* START *

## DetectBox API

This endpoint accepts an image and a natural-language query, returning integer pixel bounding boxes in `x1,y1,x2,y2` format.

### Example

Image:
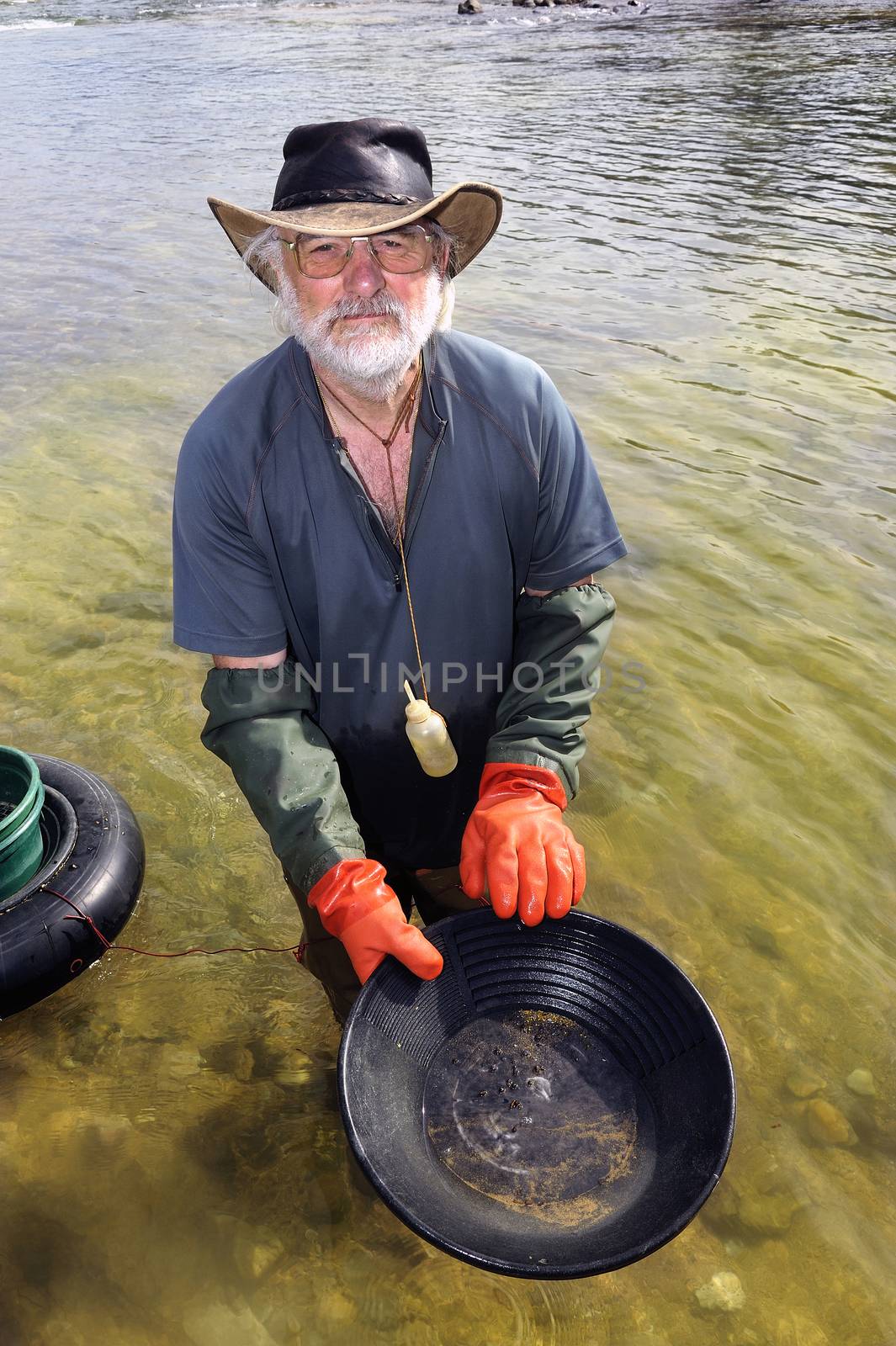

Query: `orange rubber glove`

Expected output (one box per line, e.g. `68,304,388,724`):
308,859,443,984
460,762,586,926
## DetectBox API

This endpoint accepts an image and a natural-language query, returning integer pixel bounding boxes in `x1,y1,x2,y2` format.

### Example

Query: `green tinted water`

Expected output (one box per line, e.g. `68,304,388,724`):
0,3,896,1346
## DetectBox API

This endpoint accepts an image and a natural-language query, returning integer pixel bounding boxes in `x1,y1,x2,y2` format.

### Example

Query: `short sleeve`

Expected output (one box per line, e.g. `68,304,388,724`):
526,379,628,590
172,426,287,657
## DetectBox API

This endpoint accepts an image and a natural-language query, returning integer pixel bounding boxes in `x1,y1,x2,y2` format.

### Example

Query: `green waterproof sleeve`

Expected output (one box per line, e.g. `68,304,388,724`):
202,660,364,893
485,584,616,799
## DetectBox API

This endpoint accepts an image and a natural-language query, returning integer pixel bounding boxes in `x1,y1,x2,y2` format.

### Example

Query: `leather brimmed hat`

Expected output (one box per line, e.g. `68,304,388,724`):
209,117,501,285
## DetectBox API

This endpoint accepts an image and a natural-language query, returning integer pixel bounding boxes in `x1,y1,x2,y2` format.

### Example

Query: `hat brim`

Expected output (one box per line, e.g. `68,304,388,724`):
209,182,503,289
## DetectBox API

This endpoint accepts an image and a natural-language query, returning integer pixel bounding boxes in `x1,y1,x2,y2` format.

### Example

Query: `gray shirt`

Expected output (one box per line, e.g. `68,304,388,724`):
173,332,626,866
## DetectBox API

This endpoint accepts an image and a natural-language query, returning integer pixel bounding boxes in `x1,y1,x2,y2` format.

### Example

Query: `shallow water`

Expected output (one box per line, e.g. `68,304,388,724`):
0,0,896,1346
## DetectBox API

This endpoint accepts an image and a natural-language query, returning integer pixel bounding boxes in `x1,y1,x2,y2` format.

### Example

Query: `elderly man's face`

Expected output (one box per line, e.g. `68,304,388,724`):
274,231,443,399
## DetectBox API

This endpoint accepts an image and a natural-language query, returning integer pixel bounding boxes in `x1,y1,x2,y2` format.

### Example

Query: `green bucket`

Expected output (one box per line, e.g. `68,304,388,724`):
0,745,43,902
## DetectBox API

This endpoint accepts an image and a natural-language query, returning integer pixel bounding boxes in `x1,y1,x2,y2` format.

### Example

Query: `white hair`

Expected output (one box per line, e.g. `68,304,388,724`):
242,220,458,336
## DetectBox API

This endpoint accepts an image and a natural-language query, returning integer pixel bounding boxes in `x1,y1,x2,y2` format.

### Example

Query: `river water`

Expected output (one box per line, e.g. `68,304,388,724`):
0,0,896,1346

* END *

### Task to complete
Copy out each line above that contains the word "sleeve".

### Output for this exercise
Query: `short sleeve`
Query: `green waterproof sleeve`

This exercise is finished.